INSTRUCTION 1: In the forum post about OkCupid, in which area does the writer say they are running out of unfamiliar faces?

PASSAGE GIVEN:

......

If you’re picky, or if you see somebody that just seems, you know, RIGHT, occasionally you will take the chance. I’ve been flogging OkCupid for…I can’t even remember how many years now, and I’m kind of running out of faces in the Houston area that aren’t, you know, familiar to me. The fact that I am not a very conventionally lovable fellow combined with my weird-ass standards and topped with the fact that I can kind of see what most of the questions that form the basis of your match score are getting at and sometimes, even though I don’t mean to, I find myself answering the way that I think I’m supposed to (lawful good) instead of the way I actually think means that of the maybe hundred and fifty or so people I match at greater than 80% with in my geographical area, I’m attracted to maybe 30 of them and have probably already sent them messages. That doesn’t make me any less, you know, lonely, however, so if I see somebody interesting on the front page, I’ll drop a line from time to time. I actually talked to somebody who alleges to be a kind of ridiculously Tina Fey-style hot model that almost turned into a writing gig, and she’s still pretty cool to talk to. Hell - I met one of my longest-running opposite-sex friends through, of all places, CollegeClub (note: I now feel really old), through the personals.
After all, there’s always the outside chance that you and this person could fall madly in love and end up moving to Topeka or something to live together. Probably not, but at least you know another cool person, right?
Kael
2680
Nope. Though I would hope most people would consider other peoples feelings before saying something to them (speaking in general, not in reference to anything in this thread).

......

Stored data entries
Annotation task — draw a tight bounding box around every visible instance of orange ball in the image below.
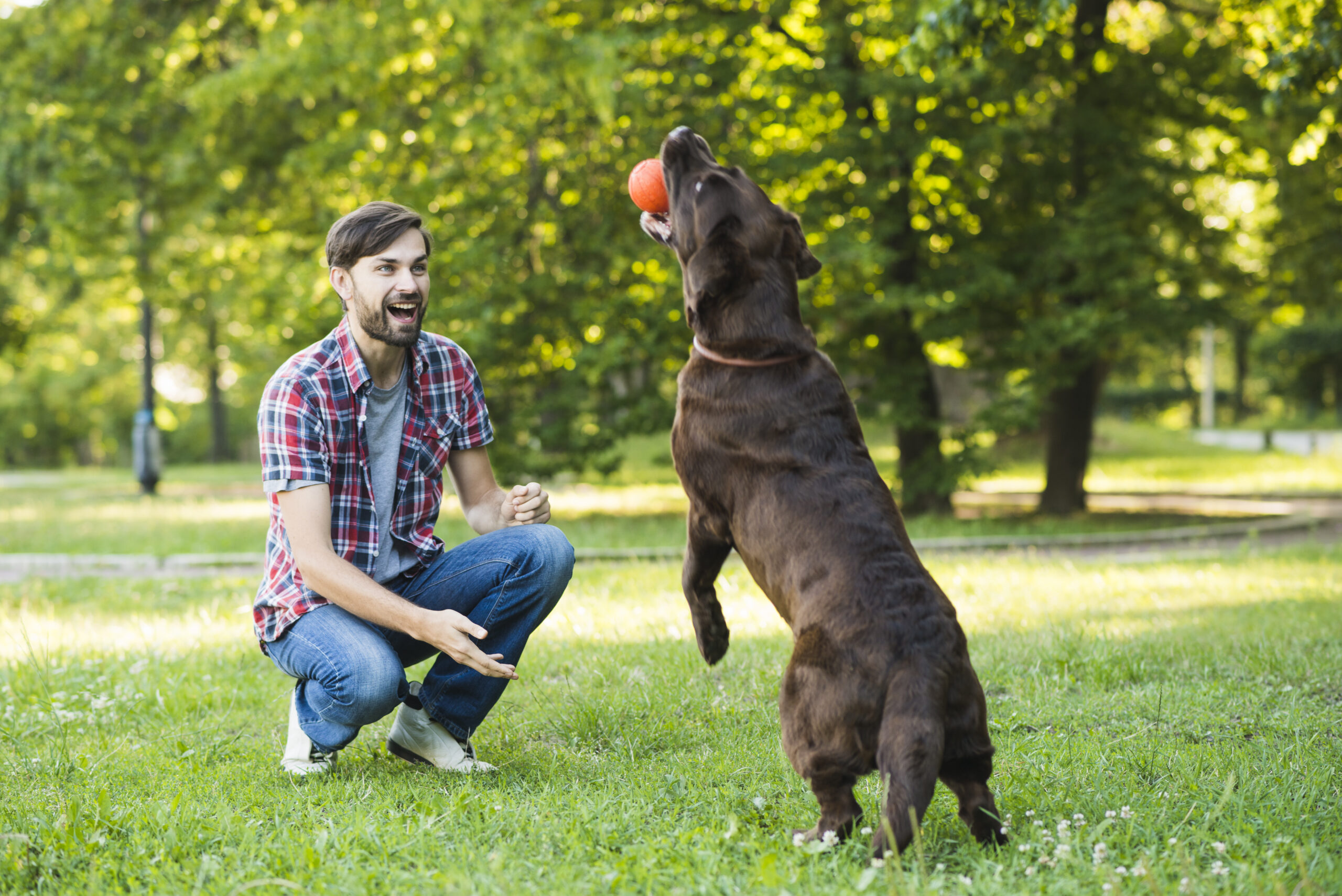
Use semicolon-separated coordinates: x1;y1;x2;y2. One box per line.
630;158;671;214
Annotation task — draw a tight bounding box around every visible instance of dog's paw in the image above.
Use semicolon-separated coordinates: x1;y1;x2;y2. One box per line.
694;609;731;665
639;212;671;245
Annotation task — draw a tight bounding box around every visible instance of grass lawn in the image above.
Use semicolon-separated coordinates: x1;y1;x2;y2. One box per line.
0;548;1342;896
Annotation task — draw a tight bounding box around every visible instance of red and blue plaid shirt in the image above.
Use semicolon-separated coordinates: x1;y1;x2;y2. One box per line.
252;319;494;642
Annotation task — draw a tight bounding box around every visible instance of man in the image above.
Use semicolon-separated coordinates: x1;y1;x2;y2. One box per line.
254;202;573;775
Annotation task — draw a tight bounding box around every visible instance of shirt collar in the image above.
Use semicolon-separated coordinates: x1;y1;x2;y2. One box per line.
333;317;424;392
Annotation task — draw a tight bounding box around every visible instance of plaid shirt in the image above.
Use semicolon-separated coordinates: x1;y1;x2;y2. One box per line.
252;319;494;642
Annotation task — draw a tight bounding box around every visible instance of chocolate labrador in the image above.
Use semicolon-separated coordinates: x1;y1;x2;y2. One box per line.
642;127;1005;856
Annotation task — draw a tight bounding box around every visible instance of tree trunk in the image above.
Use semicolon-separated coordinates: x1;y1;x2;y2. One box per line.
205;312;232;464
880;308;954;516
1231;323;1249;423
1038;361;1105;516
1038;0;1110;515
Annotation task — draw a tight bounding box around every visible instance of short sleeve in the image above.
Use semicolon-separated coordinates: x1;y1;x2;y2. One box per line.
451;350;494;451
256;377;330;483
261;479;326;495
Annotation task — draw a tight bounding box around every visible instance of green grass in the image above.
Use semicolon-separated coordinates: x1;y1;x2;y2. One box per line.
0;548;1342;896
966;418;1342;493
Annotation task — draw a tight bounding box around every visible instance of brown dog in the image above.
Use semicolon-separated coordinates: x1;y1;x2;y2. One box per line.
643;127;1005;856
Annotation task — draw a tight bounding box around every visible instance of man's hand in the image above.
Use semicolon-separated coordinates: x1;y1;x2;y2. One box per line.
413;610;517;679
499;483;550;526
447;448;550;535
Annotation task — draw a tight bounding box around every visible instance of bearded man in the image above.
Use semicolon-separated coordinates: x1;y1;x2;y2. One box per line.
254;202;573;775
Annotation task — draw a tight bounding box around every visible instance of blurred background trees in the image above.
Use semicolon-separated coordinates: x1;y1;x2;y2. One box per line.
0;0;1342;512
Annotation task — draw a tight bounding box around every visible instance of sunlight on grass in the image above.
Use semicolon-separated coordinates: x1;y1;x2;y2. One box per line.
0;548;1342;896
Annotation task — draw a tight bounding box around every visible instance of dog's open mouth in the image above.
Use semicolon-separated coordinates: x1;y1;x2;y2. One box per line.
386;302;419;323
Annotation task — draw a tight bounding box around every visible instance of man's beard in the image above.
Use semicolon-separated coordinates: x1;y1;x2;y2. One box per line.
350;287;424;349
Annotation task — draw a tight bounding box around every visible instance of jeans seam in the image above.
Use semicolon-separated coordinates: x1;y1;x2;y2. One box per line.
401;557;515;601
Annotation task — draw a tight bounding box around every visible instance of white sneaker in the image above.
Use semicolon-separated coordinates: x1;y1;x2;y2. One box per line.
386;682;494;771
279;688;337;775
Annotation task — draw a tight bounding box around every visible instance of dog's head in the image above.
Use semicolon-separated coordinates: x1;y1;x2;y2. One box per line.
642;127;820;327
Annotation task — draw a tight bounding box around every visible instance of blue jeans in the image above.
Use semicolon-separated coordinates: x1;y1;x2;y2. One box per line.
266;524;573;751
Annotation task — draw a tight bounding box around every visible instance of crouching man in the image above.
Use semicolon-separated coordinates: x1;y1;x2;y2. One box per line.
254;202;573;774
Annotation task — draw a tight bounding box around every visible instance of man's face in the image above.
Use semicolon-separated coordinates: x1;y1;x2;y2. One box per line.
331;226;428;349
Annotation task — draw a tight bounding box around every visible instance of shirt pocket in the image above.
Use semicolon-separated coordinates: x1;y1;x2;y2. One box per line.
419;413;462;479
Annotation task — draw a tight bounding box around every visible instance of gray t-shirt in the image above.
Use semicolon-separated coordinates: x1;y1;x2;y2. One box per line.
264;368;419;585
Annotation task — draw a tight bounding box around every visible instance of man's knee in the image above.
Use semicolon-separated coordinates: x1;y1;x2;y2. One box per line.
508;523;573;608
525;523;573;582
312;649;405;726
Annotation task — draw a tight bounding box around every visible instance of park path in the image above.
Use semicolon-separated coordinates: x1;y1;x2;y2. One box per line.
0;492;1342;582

......

INSTRUCTION 2: Rewrite the listing from the line containing "t-shirt in the image above." through the end of the listing, replacing "Annotation task" with "Labeling task" and changing nothing else.

WRITTEN RESPONSE 1: The Houston area.

WRITTEN RESPONSE 2:
Labeling task — draw a tight bounding box around every visible instance of gray t-shirt in the image above.
Use semicolon-separated coordinates: x1;y1;x2;y2. One box per line.
264;368;419;585
Labeling task — draw a tight bounding box around every visible instance of man's knee in the image above.
Use semicolon-separated coordinates: x1;y1;x2;y2. One box per line.
508;523;573;608
525;523;573;582
312;649;405;726
Labeling task — draw a tight bounding box around every visible instance of park path in the image above.
Use semicolon-separated coordinates: x1;y1;x2;y2. One box per line.
0;492;1342;582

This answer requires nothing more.